:: PROBLEM STATEMENT ::
Reproduce all entries word for word.

:: MATERIALS PROVIDED ::
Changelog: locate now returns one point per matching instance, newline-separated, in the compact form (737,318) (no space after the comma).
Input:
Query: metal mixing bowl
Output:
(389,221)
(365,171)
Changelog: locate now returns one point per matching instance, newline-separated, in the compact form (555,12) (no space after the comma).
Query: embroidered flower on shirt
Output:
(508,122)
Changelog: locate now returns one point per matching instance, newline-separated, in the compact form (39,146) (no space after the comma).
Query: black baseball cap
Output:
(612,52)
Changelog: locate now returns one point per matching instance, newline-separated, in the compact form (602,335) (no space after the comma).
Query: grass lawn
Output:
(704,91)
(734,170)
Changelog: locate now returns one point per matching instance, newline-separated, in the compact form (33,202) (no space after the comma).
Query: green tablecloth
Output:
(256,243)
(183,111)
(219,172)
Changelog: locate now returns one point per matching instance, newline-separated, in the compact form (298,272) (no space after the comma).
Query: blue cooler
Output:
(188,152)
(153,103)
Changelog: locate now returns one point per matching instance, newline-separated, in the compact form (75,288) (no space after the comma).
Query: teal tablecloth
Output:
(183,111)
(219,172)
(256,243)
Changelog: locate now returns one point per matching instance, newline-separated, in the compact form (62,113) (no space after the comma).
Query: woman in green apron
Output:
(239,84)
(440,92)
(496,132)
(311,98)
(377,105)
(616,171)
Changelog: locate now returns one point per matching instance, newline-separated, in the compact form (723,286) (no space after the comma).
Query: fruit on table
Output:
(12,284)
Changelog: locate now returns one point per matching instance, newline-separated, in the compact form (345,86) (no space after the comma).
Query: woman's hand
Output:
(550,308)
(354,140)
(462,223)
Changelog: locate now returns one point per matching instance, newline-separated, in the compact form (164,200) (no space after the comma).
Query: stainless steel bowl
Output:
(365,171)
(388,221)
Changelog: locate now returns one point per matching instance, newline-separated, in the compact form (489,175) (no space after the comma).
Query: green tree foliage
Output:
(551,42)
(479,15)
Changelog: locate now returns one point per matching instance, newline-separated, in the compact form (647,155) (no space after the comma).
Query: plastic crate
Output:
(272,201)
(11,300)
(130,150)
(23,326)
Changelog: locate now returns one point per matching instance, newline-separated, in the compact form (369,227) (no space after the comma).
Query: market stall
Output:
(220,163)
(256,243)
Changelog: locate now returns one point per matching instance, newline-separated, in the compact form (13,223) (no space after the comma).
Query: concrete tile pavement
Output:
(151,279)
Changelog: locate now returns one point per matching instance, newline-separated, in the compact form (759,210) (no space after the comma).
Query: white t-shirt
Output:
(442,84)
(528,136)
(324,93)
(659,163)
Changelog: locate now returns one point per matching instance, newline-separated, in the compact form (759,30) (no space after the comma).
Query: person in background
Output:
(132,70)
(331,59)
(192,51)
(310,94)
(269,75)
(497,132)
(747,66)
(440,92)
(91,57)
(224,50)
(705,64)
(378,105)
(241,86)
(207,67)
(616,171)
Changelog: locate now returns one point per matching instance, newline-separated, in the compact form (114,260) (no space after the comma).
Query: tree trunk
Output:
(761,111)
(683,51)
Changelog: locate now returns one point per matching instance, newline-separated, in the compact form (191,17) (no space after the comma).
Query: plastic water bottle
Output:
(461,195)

:: TASK OUTPUT ::
Changelog: locate now returns one point per matching instance, newline-separated, in the compact form (737,318) (no space after the comma).
Input:
Query: metal mixing bowl
Output:
(389,221)
(365,171)
Changelog: locate now returns one point per matching instance, newline-separated, in the compact form (555,12) (no space after the comma).
Query: embroidered flower on shirt
Output:
(508,122)
Changelog: locate now returns one point per matching instance, newline-separated, in the compact form (39,146) (no space after the comma).
Query: black baseball cap
Output:
(612,52)
Changelog: locate now returns one point per matching instance, newline-separated, in the compact form (602,335) (no space after the comma).
Query: grass lawn
Output:
(704,91)
(734,170)
Changelog: locate now returns one point per matching instance, newline-separated, in the compact form (33,202) (no space after the comma).
Query: green tablecloth
Output:
(256,243)
(183,111)
(219,172)
Changelog: locate now returns one point per matching instance, newline-separated, in the compact form (298,272) (no space after the comma).
Query: blue cooler
Output:
(188,152)
(153,103)
Changelog: locate now returns one point per matching instance, newline-separated, in the compact form (75,288) (no space after the comma).
Query: teal tablecloth
Output:
(183,111)
(219,172)
(256,243)
Changelog: locate now returns one point per matching instance, newline-separated, in the compact form (62,113) (no space after the comma).
Query: woman in green apron
Output:
(239,84)
(440,92)
(496,132)
(311,98)
(377,105)
(616,171)
Changelog: locate now returns one point per matching instance, newline-separated, in the compact form (723,286) (no space after the comma).
Query: fruit on table
Output:
(12,284)
Changelog: locate now returns one point per matching instance, newline-separated, in the compact form (345,86) (no space after the comma).
Query: woman's hand
Output:
(550,308)
(354,140)
(462,223)
Changelog: locate now returns one point per matching instance, newline-separated, in the compact form (164,200) (no space after the comma).
Query: stainless steel bowl
Output:
(365,171)
(388,221)
Changelog: locate now returns one point per matching instance, newline-separated, in the compact form (489,175) (no space after the comma).
Query: green tree foliage
Output:
(551,42)
(479,15)
Changelog: locate now returns one point per matching instance, newline-separated, in the compact form (647,155) (no space after the comma).
Query: plastic crate
Output:
(272,201)
(11,300)
(130,150)
(23,326)
Changelog: locate now returns one point per matching instance, newline-separated, in the compact form (369,227) (no space after the comma).
Query: market stall
Output:
(220,163)
(256,243)
Changelog: locate now returns one point per matching instance, newline-separated, in the compact form (13,223) (no space after the comma).
Query: concrete tile pavement
Output:
(151,279)
Changelog: locate now returns one point per matching instance, newline-separated, in the compact form (759,210) (no space after the comma).
Query: white t-shirt
Output:
(442,84)
(528,136)
(324,93)
(659,163)
Changelog: locate now returns one point per matching instance, newline-separated, in the compact form (759,30) (no space after the comma).
Query: person in background
Output:
(132,70)
(331,59)
(192,51)
(310,94)
(269,75)
(497,132)
(747,66)
(440,92)
(91,57)
(224,50)
(705,64)
(378,105)
(241,86)
(207,67)
(616,171)
Changelog: locate now returns one point per matching instance, newline-separated, in the compact form (114,260) (no space after the comma).
Query: tree trunk
Output:
(761,111)
(683,51)
Changelog: locate now returns one point per matching instance, newline-separated, in the compact form (191,17) (no space after the comma).
Query: plastic water bottle
Output:
(461,195)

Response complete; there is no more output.